• _Problem description_
Write out, word for word, the part of the Trillium interview between "It was the right" and "the best neighbourhood.", inclusive.

### Selected excerpt

To manage the crisis in the company we first reduced the interest paid to depositors and creditors from 30% to 12%. And we promised that deposits to the value of a billion rupees will be repaid in 36 equal payments. We also negotiated with lenders to amortize the loans. It helped out the company to pay back its loans and interest over a longer period in negotiated installments.
Trillium had borrowed huge chunks of money under the earlier Ceylinco management, some from private lenders mortgaging apartments for half the value. We had a possible chance of losing those apartments unless we settle them at the financier’s own terms.
Q: What did you do after that?
A: Then we started marketing and advertising, since with the post war era the finance sector of our economy was cooling down after the ‘hot fire’ that burned many fingers of stakeholders. The economy was becoming stable and we realized it was time for the demand for high living standards to rise. So we started to re-launch the sale of the project.
It was the right time for sales. The demand for high luxury apartments were rising and unlike other apartment projects Trillium was unique and offering the state-of-the-art living in Colombo metro with convenience and a luxurious lifestyle. Trillium offers spaces, layouts, and design and all the amenities in the best neighbourhood.
Q: Did your work hard for the Trillium payoff?
A: Of course yes; we were able to sell all the apartments and after selling a majority of apartments in the beginning we revised the prices several times with an upward trend and it was profitable to the company.

######
### Provided records

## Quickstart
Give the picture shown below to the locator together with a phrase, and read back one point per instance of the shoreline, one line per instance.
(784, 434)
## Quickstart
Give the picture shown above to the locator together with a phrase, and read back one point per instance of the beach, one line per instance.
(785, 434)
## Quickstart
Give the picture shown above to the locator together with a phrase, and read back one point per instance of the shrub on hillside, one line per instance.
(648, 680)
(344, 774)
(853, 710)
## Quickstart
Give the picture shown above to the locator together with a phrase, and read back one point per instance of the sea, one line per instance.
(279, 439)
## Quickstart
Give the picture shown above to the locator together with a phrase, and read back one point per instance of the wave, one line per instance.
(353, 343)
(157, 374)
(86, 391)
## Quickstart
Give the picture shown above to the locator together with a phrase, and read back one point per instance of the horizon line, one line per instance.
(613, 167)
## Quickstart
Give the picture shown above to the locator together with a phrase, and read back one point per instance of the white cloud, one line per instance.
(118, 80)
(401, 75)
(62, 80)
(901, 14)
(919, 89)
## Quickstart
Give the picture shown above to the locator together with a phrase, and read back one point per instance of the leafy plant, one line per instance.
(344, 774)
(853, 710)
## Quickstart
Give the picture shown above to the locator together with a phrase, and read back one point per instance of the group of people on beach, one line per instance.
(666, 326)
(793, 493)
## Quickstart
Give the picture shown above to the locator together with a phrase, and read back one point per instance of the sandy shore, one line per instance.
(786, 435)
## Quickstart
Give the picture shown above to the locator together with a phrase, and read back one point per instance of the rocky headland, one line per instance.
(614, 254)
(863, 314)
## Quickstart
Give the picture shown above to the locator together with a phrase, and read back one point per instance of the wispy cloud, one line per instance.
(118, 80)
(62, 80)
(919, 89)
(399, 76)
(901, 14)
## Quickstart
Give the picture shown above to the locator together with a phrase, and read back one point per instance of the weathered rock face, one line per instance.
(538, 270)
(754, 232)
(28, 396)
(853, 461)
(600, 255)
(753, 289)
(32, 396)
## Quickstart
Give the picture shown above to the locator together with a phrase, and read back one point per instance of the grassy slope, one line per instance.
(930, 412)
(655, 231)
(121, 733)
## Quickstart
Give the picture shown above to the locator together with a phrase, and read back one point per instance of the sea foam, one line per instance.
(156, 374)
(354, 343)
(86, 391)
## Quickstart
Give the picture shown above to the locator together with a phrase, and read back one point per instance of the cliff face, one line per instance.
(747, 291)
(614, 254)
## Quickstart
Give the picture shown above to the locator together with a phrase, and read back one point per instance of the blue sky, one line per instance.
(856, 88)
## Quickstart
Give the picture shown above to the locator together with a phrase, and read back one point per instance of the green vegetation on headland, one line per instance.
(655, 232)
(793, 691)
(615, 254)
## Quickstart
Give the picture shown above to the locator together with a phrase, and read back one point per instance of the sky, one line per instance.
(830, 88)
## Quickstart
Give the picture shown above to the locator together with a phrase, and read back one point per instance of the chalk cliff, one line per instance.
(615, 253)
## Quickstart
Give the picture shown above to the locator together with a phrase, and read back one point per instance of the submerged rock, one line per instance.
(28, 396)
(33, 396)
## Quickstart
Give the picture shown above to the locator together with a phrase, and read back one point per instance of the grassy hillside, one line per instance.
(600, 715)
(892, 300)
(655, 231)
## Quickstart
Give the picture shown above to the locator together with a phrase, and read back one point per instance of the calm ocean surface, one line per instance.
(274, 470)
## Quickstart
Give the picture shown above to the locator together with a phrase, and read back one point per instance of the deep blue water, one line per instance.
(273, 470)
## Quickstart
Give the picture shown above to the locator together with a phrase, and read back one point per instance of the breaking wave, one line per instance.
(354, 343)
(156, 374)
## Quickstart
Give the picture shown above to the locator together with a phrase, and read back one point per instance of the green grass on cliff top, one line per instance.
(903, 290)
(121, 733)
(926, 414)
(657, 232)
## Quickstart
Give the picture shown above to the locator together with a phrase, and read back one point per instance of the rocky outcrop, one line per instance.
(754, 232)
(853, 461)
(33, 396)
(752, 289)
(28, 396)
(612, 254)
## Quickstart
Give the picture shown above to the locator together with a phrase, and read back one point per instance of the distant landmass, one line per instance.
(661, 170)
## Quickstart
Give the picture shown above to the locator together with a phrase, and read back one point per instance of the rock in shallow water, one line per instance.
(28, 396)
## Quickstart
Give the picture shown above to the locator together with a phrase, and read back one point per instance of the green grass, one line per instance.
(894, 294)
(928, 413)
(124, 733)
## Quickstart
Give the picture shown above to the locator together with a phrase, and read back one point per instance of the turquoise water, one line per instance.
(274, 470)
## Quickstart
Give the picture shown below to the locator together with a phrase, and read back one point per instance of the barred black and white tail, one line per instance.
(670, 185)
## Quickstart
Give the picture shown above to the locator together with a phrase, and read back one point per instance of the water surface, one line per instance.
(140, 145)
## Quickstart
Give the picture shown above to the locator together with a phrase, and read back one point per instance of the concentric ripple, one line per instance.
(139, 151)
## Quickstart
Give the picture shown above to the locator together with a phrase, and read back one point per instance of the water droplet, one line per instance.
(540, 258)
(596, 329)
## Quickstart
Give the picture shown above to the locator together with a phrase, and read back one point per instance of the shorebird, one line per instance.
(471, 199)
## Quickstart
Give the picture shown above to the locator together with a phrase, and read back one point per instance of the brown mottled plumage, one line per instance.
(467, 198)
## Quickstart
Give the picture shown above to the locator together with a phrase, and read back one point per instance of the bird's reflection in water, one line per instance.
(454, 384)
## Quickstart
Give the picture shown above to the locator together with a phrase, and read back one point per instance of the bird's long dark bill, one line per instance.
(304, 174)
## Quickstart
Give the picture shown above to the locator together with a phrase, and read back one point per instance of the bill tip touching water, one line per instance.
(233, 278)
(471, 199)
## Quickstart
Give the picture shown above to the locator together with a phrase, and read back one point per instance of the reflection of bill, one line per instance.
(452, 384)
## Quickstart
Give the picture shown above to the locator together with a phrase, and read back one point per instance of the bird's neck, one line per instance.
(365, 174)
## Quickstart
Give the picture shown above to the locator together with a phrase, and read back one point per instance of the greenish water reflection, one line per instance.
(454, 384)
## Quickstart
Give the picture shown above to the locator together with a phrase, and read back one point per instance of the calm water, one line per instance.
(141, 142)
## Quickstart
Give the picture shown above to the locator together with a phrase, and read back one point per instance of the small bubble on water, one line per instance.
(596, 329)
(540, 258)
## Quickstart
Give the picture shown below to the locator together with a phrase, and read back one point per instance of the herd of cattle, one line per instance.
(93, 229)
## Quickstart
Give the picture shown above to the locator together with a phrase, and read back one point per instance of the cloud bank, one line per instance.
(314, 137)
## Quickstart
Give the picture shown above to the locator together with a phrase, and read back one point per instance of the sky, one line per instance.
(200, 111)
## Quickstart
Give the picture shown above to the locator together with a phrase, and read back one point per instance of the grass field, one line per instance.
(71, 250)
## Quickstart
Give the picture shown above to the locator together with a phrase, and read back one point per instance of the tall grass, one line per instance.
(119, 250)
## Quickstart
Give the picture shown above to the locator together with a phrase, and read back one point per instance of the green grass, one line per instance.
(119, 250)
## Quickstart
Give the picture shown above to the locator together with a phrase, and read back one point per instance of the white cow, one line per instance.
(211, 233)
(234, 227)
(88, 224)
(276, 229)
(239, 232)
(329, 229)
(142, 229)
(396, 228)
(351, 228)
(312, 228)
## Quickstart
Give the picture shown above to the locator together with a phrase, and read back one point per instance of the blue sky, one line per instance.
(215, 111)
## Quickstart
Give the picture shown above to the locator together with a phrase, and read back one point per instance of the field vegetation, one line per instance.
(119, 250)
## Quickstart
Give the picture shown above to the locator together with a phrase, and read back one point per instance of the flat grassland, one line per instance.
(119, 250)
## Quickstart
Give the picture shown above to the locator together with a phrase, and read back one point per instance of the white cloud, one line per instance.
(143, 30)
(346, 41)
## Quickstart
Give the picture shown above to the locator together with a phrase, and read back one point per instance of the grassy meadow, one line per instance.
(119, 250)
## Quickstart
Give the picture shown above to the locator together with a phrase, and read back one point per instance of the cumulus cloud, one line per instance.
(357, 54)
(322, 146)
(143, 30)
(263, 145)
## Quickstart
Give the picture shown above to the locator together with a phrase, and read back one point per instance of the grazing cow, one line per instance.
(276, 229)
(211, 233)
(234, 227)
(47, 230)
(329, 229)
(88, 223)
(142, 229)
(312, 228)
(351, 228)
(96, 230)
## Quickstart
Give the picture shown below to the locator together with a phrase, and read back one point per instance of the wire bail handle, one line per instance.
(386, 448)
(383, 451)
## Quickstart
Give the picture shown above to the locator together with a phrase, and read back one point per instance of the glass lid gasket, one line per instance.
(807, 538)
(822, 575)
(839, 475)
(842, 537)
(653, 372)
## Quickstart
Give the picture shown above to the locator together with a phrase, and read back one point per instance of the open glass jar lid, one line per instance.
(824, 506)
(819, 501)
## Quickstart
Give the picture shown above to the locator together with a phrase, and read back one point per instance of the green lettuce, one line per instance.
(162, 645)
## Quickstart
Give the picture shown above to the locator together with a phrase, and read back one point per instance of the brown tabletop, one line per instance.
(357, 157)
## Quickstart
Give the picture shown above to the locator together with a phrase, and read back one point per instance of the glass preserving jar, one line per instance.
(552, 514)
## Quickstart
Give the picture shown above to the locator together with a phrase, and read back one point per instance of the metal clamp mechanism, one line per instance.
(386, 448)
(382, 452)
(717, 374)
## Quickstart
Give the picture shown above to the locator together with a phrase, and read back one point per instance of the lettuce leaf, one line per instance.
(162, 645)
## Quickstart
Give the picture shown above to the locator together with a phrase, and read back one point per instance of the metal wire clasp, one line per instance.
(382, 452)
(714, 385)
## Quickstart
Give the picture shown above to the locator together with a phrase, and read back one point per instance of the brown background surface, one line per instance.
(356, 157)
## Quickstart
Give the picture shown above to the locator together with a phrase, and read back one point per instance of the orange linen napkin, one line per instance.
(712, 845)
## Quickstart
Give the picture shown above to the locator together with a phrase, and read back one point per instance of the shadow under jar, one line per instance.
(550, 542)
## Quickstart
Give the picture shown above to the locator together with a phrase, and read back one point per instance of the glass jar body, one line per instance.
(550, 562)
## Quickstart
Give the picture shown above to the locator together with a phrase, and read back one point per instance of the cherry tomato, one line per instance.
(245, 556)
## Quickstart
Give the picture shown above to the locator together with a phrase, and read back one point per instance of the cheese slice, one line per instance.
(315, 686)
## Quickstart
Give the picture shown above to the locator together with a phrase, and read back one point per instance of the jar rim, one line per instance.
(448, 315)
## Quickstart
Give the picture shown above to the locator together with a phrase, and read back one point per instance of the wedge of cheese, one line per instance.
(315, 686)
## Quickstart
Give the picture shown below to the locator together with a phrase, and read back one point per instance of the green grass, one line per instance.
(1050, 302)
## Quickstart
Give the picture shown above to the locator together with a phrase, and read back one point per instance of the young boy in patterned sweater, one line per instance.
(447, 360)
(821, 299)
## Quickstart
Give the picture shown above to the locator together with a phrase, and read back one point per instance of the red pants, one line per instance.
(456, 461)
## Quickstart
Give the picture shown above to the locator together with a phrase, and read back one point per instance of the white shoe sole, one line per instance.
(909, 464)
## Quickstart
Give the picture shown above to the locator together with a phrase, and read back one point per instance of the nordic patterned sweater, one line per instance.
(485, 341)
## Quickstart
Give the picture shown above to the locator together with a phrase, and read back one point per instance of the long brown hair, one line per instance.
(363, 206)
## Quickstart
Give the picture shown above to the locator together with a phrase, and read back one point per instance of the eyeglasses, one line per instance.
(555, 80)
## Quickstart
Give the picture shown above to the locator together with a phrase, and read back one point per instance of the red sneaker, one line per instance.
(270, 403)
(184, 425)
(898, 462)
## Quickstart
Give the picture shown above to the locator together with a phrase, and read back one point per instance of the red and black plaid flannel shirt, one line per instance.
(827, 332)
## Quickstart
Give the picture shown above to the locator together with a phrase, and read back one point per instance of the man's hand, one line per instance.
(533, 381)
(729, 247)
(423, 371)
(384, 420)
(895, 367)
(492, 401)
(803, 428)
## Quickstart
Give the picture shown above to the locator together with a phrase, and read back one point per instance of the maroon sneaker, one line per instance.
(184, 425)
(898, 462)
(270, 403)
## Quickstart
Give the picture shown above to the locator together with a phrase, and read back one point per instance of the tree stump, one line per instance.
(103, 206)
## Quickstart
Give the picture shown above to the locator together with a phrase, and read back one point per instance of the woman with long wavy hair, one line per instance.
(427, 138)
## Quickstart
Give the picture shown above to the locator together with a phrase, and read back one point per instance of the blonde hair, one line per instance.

######

• _Written solution_
It was the right time for sales. The demand for high luxury apartments were rising and unlike other apartment projects Trillium was unique and offering the state-of-the-art living in Colombo metro with convenience and a luxurious lifestyle. Trillium offers spaces, layouts, and design and all the amenities in the best neighbourhood.